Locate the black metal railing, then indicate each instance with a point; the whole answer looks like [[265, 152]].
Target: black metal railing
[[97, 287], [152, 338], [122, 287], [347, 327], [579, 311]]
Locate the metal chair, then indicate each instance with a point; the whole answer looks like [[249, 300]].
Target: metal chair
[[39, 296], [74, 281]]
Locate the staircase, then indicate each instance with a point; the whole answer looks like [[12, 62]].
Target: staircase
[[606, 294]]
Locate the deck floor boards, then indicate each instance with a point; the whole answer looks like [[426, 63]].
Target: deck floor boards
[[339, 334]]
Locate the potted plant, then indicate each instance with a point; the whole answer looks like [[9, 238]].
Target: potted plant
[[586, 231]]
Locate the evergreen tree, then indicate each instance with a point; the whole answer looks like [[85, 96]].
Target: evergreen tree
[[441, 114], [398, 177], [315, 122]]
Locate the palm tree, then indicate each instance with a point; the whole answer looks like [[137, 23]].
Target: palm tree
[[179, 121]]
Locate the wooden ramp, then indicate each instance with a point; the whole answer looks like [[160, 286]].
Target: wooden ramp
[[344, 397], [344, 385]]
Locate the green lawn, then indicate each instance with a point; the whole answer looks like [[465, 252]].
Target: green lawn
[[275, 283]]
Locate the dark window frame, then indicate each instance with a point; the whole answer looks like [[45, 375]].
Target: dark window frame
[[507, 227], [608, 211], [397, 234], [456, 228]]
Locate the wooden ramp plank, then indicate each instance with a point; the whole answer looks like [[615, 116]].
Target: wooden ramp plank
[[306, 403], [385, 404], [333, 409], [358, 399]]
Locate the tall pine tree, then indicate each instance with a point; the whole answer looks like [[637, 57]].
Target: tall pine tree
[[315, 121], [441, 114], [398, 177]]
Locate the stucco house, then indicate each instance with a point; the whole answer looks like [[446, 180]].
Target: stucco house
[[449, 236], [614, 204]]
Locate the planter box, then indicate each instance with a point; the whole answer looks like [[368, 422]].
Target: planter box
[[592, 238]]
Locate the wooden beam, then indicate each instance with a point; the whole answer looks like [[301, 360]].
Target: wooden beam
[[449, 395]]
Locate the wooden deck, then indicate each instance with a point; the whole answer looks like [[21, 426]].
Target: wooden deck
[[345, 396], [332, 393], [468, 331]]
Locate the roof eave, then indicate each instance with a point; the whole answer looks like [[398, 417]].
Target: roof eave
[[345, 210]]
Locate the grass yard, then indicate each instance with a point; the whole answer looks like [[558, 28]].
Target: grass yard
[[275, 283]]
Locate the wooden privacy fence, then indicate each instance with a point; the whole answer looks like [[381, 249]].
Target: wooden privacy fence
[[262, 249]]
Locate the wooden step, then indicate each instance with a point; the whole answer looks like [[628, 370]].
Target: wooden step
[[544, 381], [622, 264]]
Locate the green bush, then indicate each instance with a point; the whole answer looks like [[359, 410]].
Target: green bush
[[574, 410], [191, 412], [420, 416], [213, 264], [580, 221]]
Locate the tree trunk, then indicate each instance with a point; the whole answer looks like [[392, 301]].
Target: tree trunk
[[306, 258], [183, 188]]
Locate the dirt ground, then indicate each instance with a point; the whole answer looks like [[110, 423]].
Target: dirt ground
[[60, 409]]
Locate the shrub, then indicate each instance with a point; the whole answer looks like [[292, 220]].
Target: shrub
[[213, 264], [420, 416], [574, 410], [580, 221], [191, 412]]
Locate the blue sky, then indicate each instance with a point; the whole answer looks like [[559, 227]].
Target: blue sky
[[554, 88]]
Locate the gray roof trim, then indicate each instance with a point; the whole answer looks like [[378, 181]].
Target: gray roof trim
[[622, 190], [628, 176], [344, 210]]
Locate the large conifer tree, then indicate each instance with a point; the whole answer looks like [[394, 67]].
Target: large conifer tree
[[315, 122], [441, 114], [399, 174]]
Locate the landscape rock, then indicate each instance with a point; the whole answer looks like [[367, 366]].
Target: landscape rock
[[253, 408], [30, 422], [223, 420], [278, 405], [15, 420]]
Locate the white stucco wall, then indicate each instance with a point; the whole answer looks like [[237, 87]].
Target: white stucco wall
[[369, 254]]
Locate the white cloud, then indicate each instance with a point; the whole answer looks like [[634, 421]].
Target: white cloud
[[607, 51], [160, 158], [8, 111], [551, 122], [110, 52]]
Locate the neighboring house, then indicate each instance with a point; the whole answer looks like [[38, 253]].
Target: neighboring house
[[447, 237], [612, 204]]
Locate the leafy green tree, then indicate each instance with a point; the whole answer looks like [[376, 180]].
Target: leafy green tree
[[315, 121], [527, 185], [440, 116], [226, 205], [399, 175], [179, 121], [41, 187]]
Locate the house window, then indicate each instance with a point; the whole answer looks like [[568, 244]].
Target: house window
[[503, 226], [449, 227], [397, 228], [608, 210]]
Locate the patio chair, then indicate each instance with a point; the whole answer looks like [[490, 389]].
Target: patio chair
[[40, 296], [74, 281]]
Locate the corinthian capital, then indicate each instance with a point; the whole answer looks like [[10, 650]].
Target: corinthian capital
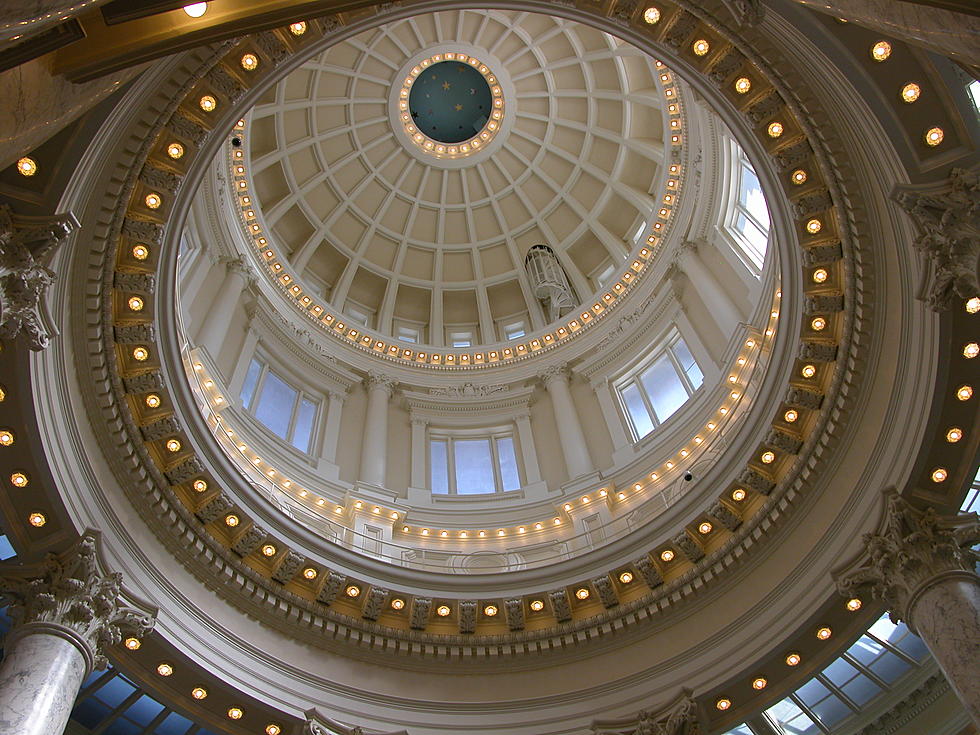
[[72, 595], [948, 222], [25, 244], [912, 549]]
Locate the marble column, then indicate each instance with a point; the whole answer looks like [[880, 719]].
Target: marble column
[[922, 567], [573, 444], [374, 447], [218, 319], [711, 292], [66, 610]]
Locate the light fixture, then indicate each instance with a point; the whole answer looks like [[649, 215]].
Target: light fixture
[[27, 166], [881, 51], [196, 10], [910, 92]]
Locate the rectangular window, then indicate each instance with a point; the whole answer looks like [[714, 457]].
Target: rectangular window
[[650, 396], [473, 465], [287, 412]]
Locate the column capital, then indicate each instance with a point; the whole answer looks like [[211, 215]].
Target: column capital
[[376, 380], [73, 596], [25, 244], [553, 373], [912, 550], [948, 222]]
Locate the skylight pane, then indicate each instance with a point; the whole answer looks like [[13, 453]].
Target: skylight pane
[[276, 404], [664, 388], [637, 410], [251, 380], [304, 425], [508, 464], [474, 466], [439, 466]]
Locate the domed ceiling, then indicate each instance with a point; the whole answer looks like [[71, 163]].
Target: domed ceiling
[[428, 246]]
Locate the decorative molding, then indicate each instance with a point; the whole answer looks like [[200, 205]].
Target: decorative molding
[[73, 592], [911, 549], [949, 237], [26, 243]]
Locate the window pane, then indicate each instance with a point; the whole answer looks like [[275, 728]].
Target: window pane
[[438, 464], [276, 403], [508, 464], [637, 410], [474, 467], [304, 425], [251, 379], [688, 363], [664, 388]]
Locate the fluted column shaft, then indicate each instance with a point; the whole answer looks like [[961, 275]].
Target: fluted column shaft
[[65, 611], [922, 567], [573, 444], [218, 319], [374, 447], [714, 296]]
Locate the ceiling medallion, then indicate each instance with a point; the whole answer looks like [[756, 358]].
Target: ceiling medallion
[[415, 116]]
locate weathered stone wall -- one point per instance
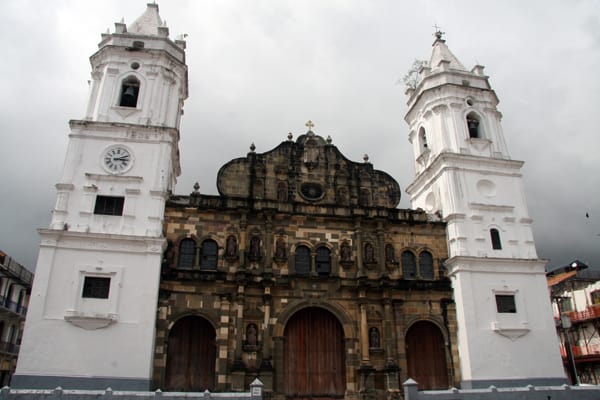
(563, 392)
(260, 286)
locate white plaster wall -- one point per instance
(144, 186)
(504, 346)
(474, 186)
(53, 346)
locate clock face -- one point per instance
(117, 159)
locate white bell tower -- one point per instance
(92, 313)
(464, 174)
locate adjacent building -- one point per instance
(15, 288)
(575, 294)
(302, 271)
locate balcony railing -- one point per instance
(589, 313)
(581, 351)
(12, 306)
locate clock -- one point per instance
(117, 159)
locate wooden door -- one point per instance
(314, 362)
(191, 356)
(426, 356)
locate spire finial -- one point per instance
(438, 32)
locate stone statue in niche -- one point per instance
(345, 252)
(342, 196)
(280, 248)
(254, 247)
(364, 198)
(231, 247)
(390, 256)
(251, 335)
(374, 340)
(369, 253)
(311, 154)
(281, 191)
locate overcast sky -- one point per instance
(261, 69)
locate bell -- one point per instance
(128, 99)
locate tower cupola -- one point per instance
(139, 75)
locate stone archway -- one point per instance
(314, 356)
(191, 355)
(426, 356)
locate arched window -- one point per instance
(323, 260)
(473, 125)
(495, 235)
(409, 265)
(390, 253)
(426, 265)
(130, 89)
(282, 191)
(302, 260)
(208, 255)
(422, 140)
(187, 253)
(20, 308)
(365, 198)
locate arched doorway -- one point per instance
(426, 356)
(191, 356)
(314, 361)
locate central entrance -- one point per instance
(314, 362)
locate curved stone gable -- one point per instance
(309, 170)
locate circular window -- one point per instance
(312, 191)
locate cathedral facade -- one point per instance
(302, 272)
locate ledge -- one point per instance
(90, 323)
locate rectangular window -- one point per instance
(567, 304)
(95, 287)
(109, 205)
(505, 303)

## REQUEST
Please recast the part of the listing that opens with the line containing "Locate the dark" and closes with the line containing "[[507, 227], [608, 211], [397, 234], [456, 228]]" as a JSON list of strings, one string per line, leaving out any blank lines.

## FULL RESPONSE
[
  "Locate the dark window frame, then indicate each instance with a point; the whole answer looks like [[45, 375]].",
  "Target: dark window frame",
  "[[507, 227], [608, 211], [397, 234], [456, 228]]"
]